__EXERCÍCIO PROPOSTO__
Organize como uma lista JSON de strings as linhas dos itens abaixo que vão da linha com "In the image provided above, locate wicker" até a linha com "[0,50,12,313]", incluindo as duas. Use uma string para cada linha e omita as linhas em branco.

╭─ REGISTROS PARA PROCESSAR

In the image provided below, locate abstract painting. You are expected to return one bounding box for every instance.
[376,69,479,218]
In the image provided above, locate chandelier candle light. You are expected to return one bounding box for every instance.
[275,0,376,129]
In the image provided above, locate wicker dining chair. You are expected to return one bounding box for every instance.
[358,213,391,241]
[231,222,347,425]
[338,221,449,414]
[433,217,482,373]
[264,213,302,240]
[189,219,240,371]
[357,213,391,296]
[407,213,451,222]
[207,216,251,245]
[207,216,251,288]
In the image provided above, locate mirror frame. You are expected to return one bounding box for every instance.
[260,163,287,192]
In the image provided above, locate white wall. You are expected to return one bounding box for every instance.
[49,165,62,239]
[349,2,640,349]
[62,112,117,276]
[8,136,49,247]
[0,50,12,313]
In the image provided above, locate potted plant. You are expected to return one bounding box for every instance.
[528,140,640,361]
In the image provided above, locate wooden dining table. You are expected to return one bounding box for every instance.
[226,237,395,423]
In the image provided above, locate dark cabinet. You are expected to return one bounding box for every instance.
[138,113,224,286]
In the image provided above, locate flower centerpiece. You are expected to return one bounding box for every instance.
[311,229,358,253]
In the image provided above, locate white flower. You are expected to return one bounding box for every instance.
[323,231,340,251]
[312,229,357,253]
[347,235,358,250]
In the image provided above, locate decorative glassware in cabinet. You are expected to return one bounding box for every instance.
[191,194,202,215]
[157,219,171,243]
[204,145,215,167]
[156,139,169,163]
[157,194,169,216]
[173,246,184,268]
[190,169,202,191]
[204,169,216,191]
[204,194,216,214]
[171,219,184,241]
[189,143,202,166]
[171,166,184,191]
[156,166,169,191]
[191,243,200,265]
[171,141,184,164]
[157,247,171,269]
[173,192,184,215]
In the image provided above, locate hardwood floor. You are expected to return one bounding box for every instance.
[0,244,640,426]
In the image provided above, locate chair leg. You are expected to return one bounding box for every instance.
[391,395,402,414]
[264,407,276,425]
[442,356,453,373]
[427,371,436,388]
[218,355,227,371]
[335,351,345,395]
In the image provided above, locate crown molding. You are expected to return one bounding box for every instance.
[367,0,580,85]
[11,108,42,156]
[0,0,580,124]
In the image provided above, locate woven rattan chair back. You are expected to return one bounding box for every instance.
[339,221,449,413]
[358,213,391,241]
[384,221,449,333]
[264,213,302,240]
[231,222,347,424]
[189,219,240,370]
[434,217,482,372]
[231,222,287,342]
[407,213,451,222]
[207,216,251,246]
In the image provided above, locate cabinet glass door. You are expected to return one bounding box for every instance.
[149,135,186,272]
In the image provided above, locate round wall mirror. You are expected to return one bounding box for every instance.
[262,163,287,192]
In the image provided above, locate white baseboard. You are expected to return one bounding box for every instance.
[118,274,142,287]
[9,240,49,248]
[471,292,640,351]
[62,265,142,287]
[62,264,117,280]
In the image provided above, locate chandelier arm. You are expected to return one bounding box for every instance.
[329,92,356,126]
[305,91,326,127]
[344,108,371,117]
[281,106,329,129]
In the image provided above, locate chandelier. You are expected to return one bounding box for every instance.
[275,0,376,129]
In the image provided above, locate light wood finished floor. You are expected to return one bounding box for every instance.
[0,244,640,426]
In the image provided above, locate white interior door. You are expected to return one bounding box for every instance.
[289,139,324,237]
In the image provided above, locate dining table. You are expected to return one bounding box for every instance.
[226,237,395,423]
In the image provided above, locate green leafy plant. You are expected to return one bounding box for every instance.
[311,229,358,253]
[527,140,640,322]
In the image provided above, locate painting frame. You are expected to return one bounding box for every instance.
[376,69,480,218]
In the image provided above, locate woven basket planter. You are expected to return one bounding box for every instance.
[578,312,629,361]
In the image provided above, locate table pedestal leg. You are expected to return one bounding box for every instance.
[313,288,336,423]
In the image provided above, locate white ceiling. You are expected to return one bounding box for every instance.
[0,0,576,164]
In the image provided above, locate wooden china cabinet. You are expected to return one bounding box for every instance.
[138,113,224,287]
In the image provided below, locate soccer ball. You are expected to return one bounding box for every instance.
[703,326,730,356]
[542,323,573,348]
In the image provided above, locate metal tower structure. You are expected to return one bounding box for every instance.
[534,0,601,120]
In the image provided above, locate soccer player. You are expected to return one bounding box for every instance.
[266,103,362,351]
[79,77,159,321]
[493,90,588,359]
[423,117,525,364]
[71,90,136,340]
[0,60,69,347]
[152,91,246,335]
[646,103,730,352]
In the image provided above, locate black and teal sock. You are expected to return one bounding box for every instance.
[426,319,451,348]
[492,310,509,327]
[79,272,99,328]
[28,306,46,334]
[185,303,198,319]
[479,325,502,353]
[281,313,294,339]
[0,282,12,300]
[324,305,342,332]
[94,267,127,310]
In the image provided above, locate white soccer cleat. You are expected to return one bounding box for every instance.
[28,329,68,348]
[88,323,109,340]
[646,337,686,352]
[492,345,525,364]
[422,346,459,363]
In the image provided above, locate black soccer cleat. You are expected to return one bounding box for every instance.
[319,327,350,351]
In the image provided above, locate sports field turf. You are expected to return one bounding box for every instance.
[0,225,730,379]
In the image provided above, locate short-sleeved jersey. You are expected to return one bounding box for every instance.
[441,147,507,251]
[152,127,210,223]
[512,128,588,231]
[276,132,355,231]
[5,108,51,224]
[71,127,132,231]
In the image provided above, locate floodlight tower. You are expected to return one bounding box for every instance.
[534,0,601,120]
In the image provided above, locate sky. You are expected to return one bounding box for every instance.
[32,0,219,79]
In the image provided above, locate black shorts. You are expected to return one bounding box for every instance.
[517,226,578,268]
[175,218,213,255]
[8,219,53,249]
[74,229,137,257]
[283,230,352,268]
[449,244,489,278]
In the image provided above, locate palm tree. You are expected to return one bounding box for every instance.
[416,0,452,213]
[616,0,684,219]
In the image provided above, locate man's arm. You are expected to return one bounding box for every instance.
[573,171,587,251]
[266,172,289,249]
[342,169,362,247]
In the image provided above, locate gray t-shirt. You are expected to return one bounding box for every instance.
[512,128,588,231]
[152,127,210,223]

╰─
╭─ REGISTROS PARA PROCESSAR

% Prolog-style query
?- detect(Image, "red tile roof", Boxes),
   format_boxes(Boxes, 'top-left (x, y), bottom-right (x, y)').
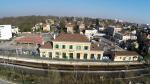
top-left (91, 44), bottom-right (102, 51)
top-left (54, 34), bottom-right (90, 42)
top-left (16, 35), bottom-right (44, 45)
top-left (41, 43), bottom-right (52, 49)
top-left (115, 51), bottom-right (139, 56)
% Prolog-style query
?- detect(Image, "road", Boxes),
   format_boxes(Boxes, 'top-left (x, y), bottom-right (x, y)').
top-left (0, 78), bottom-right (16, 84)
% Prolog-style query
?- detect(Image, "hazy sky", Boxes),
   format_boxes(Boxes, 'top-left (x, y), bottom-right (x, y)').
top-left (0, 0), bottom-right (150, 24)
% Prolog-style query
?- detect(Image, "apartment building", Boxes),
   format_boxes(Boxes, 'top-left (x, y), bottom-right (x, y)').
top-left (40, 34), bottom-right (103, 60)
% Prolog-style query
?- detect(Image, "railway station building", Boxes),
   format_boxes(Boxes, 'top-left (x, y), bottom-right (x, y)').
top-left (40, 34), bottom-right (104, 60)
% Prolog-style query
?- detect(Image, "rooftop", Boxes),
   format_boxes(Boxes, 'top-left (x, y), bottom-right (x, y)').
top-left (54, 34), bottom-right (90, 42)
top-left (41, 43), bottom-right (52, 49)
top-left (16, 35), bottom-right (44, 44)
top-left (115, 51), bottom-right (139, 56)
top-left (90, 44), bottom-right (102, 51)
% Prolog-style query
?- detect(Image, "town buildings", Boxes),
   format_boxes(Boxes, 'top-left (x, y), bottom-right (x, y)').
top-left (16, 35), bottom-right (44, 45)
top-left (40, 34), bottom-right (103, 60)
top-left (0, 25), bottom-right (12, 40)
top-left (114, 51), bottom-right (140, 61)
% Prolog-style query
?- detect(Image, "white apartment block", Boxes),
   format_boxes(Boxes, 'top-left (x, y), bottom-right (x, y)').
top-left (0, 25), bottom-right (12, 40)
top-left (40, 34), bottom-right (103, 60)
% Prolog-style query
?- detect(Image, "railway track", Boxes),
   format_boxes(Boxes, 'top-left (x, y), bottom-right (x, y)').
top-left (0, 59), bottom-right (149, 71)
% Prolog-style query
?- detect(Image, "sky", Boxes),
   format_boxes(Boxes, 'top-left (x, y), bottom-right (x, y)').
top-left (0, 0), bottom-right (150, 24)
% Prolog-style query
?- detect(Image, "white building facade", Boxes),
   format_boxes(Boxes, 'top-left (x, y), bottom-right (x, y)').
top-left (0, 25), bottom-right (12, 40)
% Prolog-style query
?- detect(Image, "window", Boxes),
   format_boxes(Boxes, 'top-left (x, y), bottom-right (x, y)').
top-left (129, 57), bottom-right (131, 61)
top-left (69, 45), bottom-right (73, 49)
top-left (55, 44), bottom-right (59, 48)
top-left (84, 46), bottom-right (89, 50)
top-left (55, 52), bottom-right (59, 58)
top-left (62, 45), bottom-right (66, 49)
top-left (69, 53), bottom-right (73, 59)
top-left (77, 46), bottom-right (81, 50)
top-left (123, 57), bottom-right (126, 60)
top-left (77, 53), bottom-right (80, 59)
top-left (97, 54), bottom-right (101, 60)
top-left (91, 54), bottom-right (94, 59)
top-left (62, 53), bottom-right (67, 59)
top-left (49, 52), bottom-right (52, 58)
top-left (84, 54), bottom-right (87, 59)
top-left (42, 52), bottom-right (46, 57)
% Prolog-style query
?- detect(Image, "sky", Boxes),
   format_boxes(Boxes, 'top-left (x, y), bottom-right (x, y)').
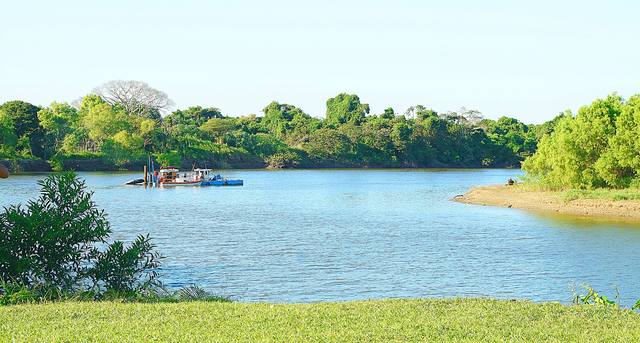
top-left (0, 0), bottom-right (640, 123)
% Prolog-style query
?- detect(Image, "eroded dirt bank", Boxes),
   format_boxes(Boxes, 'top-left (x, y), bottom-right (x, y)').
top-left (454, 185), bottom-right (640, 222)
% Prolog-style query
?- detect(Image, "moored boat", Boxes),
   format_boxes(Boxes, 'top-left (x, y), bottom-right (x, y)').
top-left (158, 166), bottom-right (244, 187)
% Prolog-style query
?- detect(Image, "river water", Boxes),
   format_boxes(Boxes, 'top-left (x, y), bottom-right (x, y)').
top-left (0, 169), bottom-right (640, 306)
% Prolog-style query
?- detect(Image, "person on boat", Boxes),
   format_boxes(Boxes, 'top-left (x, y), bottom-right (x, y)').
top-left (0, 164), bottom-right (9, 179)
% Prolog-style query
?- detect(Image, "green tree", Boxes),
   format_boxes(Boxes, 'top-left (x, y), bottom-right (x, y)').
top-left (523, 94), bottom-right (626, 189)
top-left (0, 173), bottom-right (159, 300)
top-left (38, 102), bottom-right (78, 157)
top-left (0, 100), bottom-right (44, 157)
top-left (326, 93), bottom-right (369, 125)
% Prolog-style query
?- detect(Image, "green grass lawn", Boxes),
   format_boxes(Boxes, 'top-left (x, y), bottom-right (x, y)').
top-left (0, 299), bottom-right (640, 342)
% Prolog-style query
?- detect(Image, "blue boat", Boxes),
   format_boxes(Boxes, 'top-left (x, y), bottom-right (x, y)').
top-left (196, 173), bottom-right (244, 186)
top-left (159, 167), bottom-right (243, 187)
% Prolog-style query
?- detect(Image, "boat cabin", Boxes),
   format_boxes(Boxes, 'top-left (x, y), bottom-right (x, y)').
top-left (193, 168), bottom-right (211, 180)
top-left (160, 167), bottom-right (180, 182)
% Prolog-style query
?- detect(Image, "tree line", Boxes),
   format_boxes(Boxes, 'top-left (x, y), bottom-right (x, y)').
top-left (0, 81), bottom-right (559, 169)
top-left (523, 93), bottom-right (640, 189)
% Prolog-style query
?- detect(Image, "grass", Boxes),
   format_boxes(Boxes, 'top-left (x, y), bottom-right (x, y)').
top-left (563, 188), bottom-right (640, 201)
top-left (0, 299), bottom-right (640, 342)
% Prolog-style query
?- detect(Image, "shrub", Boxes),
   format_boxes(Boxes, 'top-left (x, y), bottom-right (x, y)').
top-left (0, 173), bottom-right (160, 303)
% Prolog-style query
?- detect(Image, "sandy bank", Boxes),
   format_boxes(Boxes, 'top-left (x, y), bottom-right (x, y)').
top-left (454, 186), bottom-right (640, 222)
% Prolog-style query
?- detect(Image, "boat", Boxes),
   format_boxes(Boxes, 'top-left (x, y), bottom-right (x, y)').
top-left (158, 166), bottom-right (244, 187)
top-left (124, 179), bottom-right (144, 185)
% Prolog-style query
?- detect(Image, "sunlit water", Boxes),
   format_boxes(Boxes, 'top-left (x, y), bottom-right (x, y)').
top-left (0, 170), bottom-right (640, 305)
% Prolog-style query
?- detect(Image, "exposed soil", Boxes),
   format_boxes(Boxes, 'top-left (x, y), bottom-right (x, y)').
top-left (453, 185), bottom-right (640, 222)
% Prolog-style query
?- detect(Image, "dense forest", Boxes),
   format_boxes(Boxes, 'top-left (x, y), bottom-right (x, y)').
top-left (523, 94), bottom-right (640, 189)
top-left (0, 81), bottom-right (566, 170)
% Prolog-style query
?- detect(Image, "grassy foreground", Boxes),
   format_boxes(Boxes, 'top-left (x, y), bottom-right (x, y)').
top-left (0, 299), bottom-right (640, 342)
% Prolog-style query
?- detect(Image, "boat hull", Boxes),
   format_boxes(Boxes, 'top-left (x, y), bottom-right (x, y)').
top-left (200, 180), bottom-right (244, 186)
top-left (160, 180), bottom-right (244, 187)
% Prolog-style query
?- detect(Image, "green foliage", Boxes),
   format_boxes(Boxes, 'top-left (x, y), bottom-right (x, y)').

╰─

__SOLUÇÃO DA TAREFA__
[
  "In the image provided above, locate wicker dining chair. You are expected to return one bounding box for every instance.",
  "[358,213,391,241]",
  "[231,222,347,425]",
  "[338,221,449,414]",
  "[433,217,482,373]",
  "[264,213,302,240]",
  "[189,219,240,371]",
  "[357,213,391,296]",
  "[407,213,451,222]",
  "[207,216,251,245]",
  "[207,216,251,288]",
  "In the image provided above, locate mirror frame. You are expected to return one bounding box for every instance.",
  "[260,163,287,192]",
  "In the image provided above, locate white wall. You are expected to return one bounding box for every instance.",
  "[49,165,62,239]",
  "[349,2,640,349]",
  "[62,112,117,276]",
  "[8,136,49,247]",
  "[0,50,12,313]"
]